Written instruction A:
Rescale everything from the row containing "Locate the illuminated" down to the end of the rows, writing those lines out again with the requests included. Multiply every coordinate in the answers by 1.55 and round to whole numbers, with halves rounded up.

§ §

Official Statements

In my post about “Hamlet’s Father”, I said I didn’t expect Marvin Kaye or Tor Books to disavow or apologize for publishing it in The Ghost Quartet. I was half wrong! Kaye posted this comment:

For the record, when I put together “The Ghost Quartet” for Tor Books, Scott Card was not my choice to be one of the four contributors. Not because I do not respect his work; in the past I have bought an original dragon novella from him, and reprinted his horror classic, “Eumenides in the Fourth Floor Lavatory.” However, Tor insisted that Scott be one of the contributors to “The Ghost Quartet.” When approached, he tried to beg off because he was under such deadline pressure that he warned it would take him a very long time to write something new for the book.

However, Tor Books insisted that he MUST be one of the quartet. Tor made it clear they would not publish “The Ghost Quartet” unless Scott was part of the mix. As a result, he was over a year late delivering his manuscript, by which time one of the other authors was very angry at me.

So that is something like a disavowal, sort of. Meanwhile, Tor sent me this statement:

Orson Scott Card is a very successful author for Tor. We do not attempt to censor the political or religious beliefs of any of our authors, and make our acquisition decisions based on commercial potential.

Finally, Card himself has posted on his website calling the PW review “dishonest” and responding to other “false statements”:

[T]here is no link whatsoever between homosexuality and pedophilia in this book. Hamlet’s father, in the book, is a pedophile, period. I don’t show him being even slightly attracted to adults of either sex. It is the reviewer, not me, who has asserted this link, which I would not and did not make. [...]

[S]ince I have become a target of vilification by the hate groups of the Left, I am increasingly reluctant to have any gay characters in my fiction, because I know that no matter how I depict them, I will be accused of homophobia. The result is that my work is distorted by not having gay characters where I would normally have had them — for which I will also, no doubt, be accused of homophobia. [...]

I’m as proud of the story as ever, and I hope readers will experience the story as it was intended to be read.

§ §

Written instruction B:
In the post above about official statements, condense the paragraph that begins "For the record, when I put together" into a short list of its main facts.

Data to process:
§ §

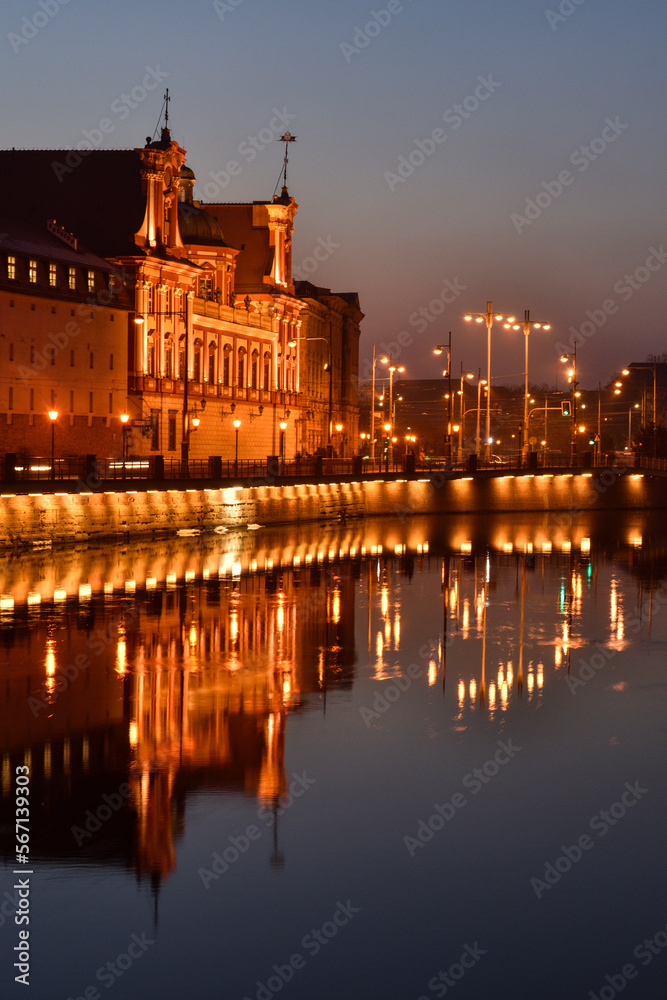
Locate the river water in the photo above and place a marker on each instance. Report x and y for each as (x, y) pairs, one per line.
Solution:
(388, 759)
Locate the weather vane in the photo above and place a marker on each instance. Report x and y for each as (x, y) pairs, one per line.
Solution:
(286, 138)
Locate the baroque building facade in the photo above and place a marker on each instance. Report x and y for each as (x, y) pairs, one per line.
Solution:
(192, 325)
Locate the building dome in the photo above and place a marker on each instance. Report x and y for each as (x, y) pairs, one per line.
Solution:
(195, 225)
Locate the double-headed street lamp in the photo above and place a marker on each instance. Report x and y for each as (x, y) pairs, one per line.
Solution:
(124, 419)
(438, 349)
(488, 318)
(572, 378)
(237, 424)
(527, 324)
(53, 416)
(392, 368)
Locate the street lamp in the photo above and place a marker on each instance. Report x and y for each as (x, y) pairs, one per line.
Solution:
(283, 428)
(392, 368)
(237, 424)
(527, 323)
(461, 412)
(339, 430)
(480, 382)
(53, 416)
(572, 378)
(438, 349)
(488, 317)
(124, 418)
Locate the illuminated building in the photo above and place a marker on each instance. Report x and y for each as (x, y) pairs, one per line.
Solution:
(207, 322)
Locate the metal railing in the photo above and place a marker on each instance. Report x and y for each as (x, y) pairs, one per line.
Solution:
(80, 471)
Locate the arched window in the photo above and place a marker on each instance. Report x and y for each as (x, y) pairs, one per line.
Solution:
(181, 356)
(212, 375)
(240, 381)
(168, 356)
(150, 353)
(197, 371)
(254, 370)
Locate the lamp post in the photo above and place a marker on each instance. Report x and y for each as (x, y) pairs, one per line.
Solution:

§ §

Task solution A:
Locate the illuminated building in the photo above and place a marker on each instance. Report x and y for each as (x, y) pairs, one per line.
Solution:
(321, 499)
Locate the metal railing in the photo above and place a marker on each instance. Report x and y for each as (x, y) pairs, one per line.
Solution:
(124, 730)
Locate the arched window in the photo above and place a marker on each instance. Report x and y for each as (x, y) pairs, one per line.
Solution:
(281, 552)
(329, 581)
(372, 591)
(260, 552)
(233, 547)
(305, 575)
(394, 574)
Locate the lamp post in the photo above and place a marker on each instance. Report x and y for each as (x, y) pairs, one per line.
Solution:

Task solution B:
- Marvin Kaye put together "The Ghost Quartet" for Tor Books, and Scott Card was not his choice to be one of the four contributors.
- This was not from a lack of respect. Kaye had previously bought an original dragon novella from Card and reprinted "Eumenides in the Fourth Floor Lavatory."
- Tor insisted that Card be one of the contributors.
- When approached, Card tried to beg off. He warned that deadline pressure meant writing something new would take him a very long time.